Instructions to follow: In the lines below, find the one that contains "query | man's hand" and write it out exactly, along with every line that follows it.

========

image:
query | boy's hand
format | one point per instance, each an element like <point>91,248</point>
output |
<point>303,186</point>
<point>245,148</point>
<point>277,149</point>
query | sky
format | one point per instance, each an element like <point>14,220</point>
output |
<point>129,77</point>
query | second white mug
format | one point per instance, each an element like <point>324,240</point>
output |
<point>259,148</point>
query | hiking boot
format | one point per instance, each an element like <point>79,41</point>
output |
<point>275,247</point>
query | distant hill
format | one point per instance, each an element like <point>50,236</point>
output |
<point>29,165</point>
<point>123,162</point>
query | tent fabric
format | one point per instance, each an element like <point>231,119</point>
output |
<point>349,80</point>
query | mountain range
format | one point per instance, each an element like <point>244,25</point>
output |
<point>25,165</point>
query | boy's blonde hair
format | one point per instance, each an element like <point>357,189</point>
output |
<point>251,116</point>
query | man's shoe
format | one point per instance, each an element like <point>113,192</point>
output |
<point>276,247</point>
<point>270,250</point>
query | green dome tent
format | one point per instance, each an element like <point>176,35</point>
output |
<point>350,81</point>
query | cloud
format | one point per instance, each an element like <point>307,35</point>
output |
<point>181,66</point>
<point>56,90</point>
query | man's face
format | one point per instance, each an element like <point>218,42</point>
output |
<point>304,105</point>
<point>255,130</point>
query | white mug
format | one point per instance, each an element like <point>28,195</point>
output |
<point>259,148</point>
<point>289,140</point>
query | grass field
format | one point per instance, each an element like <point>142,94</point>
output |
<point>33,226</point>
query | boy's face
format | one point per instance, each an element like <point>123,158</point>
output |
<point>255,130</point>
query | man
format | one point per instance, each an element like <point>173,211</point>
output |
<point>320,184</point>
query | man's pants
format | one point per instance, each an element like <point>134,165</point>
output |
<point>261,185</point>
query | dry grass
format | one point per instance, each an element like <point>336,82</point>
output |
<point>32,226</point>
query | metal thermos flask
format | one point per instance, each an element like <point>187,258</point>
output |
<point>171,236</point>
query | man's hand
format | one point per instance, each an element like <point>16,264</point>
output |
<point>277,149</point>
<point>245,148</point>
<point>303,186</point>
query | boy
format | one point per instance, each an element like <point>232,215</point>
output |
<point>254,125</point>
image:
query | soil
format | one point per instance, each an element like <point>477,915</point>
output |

========

Written answer:
query | man's hand
format | one point per instance, each an element like <point>16,264</point>
output |
<point>277,149</point>
<point>245,148</point>
<point>303,186</point>
query | boy
format | one point per instance, each an element like <point>232,215</point>
output |
<point>254,125</point>
image:
query | soil
format | one point per instance, each an element like <point>477,915</point>
output |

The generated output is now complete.